§ Task details
Reproduce the listing below with every occurrence of "identify" changed to "locate", keeping all other text the same.

§ Entries provided
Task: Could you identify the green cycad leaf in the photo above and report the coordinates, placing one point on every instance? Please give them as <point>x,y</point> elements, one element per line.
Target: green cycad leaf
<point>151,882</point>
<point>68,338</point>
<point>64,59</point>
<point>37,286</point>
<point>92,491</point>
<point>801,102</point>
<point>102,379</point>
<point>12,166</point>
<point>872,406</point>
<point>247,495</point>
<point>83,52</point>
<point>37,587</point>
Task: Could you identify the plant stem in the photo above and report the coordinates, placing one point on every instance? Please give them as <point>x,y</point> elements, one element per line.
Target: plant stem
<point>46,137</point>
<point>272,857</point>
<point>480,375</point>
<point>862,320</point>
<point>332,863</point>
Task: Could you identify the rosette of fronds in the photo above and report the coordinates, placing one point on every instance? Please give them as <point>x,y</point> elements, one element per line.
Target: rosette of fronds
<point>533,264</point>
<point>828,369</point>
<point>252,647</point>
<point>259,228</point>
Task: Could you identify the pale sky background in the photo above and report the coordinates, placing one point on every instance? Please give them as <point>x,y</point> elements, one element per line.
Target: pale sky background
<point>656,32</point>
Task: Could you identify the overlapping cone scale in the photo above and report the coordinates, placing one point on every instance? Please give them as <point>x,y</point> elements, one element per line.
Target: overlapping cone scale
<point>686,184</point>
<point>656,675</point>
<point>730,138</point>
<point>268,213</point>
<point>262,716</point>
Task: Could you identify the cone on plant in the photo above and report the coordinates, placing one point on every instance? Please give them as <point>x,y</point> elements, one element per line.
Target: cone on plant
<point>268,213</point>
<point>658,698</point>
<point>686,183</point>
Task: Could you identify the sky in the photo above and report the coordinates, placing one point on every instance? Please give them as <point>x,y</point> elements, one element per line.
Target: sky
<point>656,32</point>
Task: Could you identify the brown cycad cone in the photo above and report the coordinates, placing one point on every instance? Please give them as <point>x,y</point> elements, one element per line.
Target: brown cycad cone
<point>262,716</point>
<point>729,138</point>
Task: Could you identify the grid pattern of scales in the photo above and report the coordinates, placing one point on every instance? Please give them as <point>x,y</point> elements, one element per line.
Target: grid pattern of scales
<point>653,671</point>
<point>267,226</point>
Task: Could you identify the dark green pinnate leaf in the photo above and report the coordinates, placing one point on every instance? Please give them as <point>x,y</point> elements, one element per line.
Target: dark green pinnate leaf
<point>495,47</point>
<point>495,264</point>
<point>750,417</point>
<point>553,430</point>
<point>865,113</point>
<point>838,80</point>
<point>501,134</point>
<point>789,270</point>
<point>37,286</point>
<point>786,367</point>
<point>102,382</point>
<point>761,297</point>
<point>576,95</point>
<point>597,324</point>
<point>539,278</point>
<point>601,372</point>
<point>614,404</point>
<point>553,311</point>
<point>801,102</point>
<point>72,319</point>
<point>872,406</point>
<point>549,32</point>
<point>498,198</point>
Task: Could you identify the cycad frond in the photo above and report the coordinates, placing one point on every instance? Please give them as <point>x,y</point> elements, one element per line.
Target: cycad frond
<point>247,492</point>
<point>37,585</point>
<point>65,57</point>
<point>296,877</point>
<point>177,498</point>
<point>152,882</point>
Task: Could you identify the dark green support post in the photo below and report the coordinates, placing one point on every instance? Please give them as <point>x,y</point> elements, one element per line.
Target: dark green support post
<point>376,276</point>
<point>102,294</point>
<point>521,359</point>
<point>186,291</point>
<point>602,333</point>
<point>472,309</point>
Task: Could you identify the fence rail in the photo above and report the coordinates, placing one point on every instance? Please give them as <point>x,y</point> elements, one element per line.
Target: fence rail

§ Response to this task
Task: Could you locate the green cycad leaf in the photo above and report the coordinates, placing one point on every instance? Please give them as <point>x,y</point> elements, one element per line.
Target: green cycad leaf
<point>151,882</point>
<point>68,338</point>
<point>64,59</point>
<point>37,286</point>
<point>92,491</point>
<point>801,102</point>
<point>102,379</point>
<point>12,166</point>
<point>872,406</point>
<point>247,495</point>
<point>83,52</point>
<point>37,587</point>
Task: Could you locate the plant stem in the photo above and report the coordinates, placing one point on every instance? Please give them as <point>x,y</point> elements, one element per line.
Target: plant stem
<point>46,137</point>
<point>272,857</point>
<point>480,375</point>
<point>862,320</point>
<point>332,863</point>
Task: Could you locate the rosette of fronds in the photo above and report the coordinates, placing one point on every instance? Please give them as <point>x,y</point> elements, one element per line.
Target: rosette of fronds
<point>533,264</point>
<point>828,369</point>
<point>252,647</point>
<point>259,228</point>
Task: Could you locate the pale sky background in the photo above and report the coordinates, placing one point on every instance? Please give them as <point>x,y</point> elements, one element per line.
Target: pale sky background
<point>656,32</point>
Task: Could you locate the overlapping cone scale in the photo above and report the coordinates, placing one point on every instance? Please give them as <point>x,y</point> elements, one element per line.
Target: overlapping cone scale
<point>686,184</point>
<point>656,675</point>
<point>730,138</point>
<point>268,213</point>
<point>262,716</point>
Task: Could you locate the cone on plant in the photo above and report the coordinates, placing one point on every instance? Please give them as <point>x,y</point> elements, one element per line.
Target: cone on plant
<point>268,213</point>
<point>658,698</point>
<point>686,183</point>
Task: Could you locate the sky in the photo above and report the coordinates, placing one point on every instance? Please give them as <point>x,y</point> elements, one element per line.
Target: sky
<point>656,32</point>
Task: Could you locate the brown cycad cone in the photo above and report the coordinates, placing one point on every instance? Please give them as <point>x,y</point> elements, one element per line.
Target: brown cycad cone
<point>262,716</point>
<point>729,138</point>
Task: Could you locate the grid pattern of scales in the photo above and report the coordinates, placing one point on every instance? Please give them as <point>x,y</point> elements, one element per line.
Target: grid pattern of scales
<point>653,671</point>
<point>267,226</point>
Task: Could you locate the dark green pinnate leaf in the photo above and report the coordinates, placing one point on every instance? Please give them as <point>x,y</point> elements, one element per line.
Target: dark green pinnate leaf
<point>495,47</point>
<point>495,264</point>
<point>750,417</point>
<point>553,430</point>
<point>865,113</point>
<point>838,80</point>
<point>501,134</point>
<point>789,270</point>
<point>37,286</point>
<point>786,367</point>
<point>102,382</point>
<point>761,297</point>
<point>576,95</point>
<point>597,324</point>
<point>539,278</point>
<point>601,372</point>
<point>614,404</point>
<point>553,311</point>
<point>801,102</point>
<point>72,319</point>
<point>872,406</point>
<point>549,32</point>
<point>498,198</point>
Task: Could you locate the cycad frond in the photo above and report the coordinates, placing one point on every instance? Please give them as <point>x,y</point> elements, one element per line.
Target: cycad frond
<point>247,492</point>
<point>37,585</point>
<point>65,57</point>
<point>296,877</point>
<point>177,498</point>
<point>152,882</point>
Task: Could you locate the dark green support post in the photo below and report the coordinates, placing one point on every instance? Please give them as <point>x,y</point> elements, one element per line.
Target: dark green support post
<point>376,276</point>
<point>102,294</point>
<point>521,359</point>
<point>186,291</point>
<point>602,333</point>
<point>472,309</point>
Task: Could you locate the fence rail in the photo above and report the coordinates, placing one point on every instance? Please give them as <point>x,y</point> elements, one element per line.
Target: fence rail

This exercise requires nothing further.